→ READING PASSAGE

▬▬▬▬▬▬▬▬▬▬

The Cathedral of Learning at the University of Pittsburgh.
PITTSBURGH - A University of Pittsburgh cardiologist can sue the university, two colleagues and the American Heart Association for retaliating against him after he criticized affirmative-action programs in an article one superior publicly derided as “incredibly offensive and racist,” the Third Circuit Court of Appeals has ruled.
Dr. Norman Wang sued Drs. Samir Saba and Kathryn Berlacher, the school and others after they mounted a public and internal campaign to remove him from his post over a peer-reviewed article Wang published in the Journal of the American Heart Association in March 2020. The 17-page article cited data and scholarly sources to conclude medical schools may be violating the law by lowering admissions standards for minority students.
“Long-term academic solutions and excellence should not be sacrificed for short-term demographic optics,” Wang wrote.
The article didn’t generate much interest at first but “all that changed in the summer of 2020,” the Third Circuit said July 7, as colleagues began circulating critical emails that eventually reached Saba and Berlacher, Wang’s superiors, as well as top school officials.
“Within a week of the first complaint about his article, Wang was demoted, his article was retracted, and he went viral on Twitter for being a dishonest racist,” the court said in an opinion by Judge Stephanos Bibos. The court reversed the dismissal of Wang’s case and allowed it to proceed on defamation and retaliation claims.
Wang’s troubles began on July 29, 2020, when a doctor emailed the president of the Physicians Services Division to complain about the article, the president forwarded it to the dean, and the dean said in an e-mail the article was “pseudo-scholarly” and “incredibly offensive and racist.”

▬▬▬▬▬▬▬▬▬▬

→ DATA TO EXAMINE
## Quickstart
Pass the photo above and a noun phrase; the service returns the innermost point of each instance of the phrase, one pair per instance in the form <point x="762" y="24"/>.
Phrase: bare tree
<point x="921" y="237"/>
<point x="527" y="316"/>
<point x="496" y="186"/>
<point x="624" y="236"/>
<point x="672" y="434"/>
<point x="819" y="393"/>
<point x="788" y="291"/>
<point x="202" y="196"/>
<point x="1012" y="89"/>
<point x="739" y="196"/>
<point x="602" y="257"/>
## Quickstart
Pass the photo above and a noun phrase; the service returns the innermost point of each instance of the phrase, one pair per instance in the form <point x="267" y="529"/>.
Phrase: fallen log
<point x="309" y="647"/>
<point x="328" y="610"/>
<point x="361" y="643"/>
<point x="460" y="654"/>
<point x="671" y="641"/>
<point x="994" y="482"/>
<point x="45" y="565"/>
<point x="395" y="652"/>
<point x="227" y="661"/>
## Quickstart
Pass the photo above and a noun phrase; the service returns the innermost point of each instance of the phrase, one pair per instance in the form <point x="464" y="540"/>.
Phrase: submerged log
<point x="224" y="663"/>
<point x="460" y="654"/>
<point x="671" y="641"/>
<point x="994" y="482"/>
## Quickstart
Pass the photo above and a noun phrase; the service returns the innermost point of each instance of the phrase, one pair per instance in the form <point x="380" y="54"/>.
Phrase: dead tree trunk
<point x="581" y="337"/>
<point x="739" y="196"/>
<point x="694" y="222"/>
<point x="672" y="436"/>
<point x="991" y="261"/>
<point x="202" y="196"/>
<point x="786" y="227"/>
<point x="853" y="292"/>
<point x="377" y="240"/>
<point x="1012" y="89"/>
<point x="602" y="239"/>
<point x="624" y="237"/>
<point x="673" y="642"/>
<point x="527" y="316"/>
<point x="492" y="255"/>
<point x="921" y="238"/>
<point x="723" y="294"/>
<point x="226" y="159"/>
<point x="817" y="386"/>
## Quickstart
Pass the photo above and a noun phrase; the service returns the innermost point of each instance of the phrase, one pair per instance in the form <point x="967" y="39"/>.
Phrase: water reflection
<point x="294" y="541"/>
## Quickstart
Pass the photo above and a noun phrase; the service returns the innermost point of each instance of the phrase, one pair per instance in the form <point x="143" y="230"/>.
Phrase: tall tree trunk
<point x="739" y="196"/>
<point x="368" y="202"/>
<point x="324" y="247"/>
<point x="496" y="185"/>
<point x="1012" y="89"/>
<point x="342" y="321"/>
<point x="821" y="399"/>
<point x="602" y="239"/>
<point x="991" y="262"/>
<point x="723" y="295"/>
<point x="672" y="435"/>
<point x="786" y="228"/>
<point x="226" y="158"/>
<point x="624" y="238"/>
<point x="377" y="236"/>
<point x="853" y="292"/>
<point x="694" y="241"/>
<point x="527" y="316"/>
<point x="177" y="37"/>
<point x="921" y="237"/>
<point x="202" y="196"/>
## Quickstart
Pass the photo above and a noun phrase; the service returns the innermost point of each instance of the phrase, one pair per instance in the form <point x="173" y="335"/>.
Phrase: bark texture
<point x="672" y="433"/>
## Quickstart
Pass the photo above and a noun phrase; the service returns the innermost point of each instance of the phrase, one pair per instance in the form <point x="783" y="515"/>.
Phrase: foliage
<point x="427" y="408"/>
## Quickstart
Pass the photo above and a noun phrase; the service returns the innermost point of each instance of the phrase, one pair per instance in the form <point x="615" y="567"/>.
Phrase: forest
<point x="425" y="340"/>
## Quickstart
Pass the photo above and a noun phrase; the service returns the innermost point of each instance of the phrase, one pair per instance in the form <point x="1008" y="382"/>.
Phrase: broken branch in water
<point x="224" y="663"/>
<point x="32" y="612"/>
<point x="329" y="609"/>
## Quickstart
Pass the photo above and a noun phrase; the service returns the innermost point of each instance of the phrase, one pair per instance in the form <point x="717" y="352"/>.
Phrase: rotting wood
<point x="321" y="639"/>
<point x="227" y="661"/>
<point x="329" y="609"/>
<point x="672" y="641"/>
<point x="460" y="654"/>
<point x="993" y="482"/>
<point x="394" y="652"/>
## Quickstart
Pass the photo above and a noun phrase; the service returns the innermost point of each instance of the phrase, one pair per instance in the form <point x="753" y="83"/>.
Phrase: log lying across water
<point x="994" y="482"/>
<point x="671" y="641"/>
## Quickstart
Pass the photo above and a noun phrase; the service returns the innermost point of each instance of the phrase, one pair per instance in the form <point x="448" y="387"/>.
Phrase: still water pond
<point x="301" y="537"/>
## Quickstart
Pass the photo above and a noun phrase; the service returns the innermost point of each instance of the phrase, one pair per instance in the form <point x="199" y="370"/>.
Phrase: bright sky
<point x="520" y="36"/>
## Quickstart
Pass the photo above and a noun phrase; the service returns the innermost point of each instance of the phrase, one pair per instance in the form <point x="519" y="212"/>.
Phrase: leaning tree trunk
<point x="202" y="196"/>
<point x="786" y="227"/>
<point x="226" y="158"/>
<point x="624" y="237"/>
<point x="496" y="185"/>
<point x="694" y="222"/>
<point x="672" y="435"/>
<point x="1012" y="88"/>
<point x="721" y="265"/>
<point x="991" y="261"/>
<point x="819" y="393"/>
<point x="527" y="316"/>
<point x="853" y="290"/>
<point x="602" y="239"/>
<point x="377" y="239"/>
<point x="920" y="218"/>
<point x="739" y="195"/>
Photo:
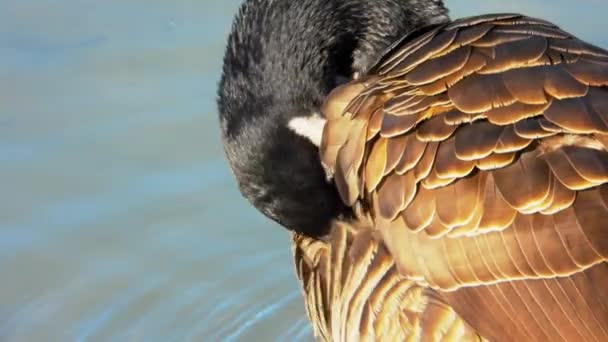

▬▬▬▬▬▬▬▬▬▬

→ REQUIRED ACTION
Keep writing the news story on Dr. Norman Wang's lawsuit against the University of Pittsburgh, starting right after its last sentence. Leave the records aside; they have nothing to do with what comes next.

→ THE ANSWER
Another email reached Berlacher, who forwarded it to Dr. Samir Saba, Dr. Wang’s superior at the hospital and the medical school. Berlacher acknowledged she “can’t argue with the facts,” but said the article is “clearly offensive and racist.” Dr. Saba agreed and said Wang “cannot continue” in his leadership role. Two days later, Berlacher and Saba fired Wang from his program directorship.
“Once Wang had been fired, the next question was whether to rebut Wang’s article or just smear it,” the Third Circuit said. Wang’s colleagues chose the latter, starting a social media campaign to discredit Wang and his article. Berlacher tweeted the article is “scientifically invalid and racist,” while doctors on Facebook called for Wang to be removed from training with a “#RetractRacists” hashtag.
On Aug. 4, 2020, Berlacher and Saba emailed Wang that “any educational environment in which you partake is inherently unsafe, increasing our learners’ risk for undue bias and harm” and banned him from any teaching role. The doctors also urged the American Heart Association to retract his article, which the association did two days later, citing “inaccuracies, misstatements and selective misreading of source materials.” The association didn’t cite any examples.
Then came a “backlash to the backlash,” the court said, with the university’s tenure and academic freedom committee urging the school to reinstate Wang. The U.S. Education Department investigated whether the “campaign of denunciation” violated Title VI.
A district court dismissed Wang’s case, ruling he’d failed to meet the tough standards for libel and slander of a public figure under the landmark U.S. Supreme Court decision N.Y. Times v. Sullivan. The Third Circuit reversed, however, saying there was a question of fact over whether the defendants had adequately researched their criticism of Wang before denouncing his work as inaccurate and calling him a racist. The speed with which Berlacher and Saba launched their campaign against Wang “suggests a reckless rush,” the court said.
“It would have been fine just to say that Wang’s article was wrong, harmful, even dangerous,” the court said. “Those are normal academic opinions. But these statements went much further, alleging misquotations, misstatements, and outright falsehoods. Wang’s academic integrity is central to his career.”
Judge Patty Shwartz dissented, saying “whether `normal’ or not, courts should be cautious when weighing in on academic debates because doing so chills scientific progress and the rigorous discourse required to bring it about.”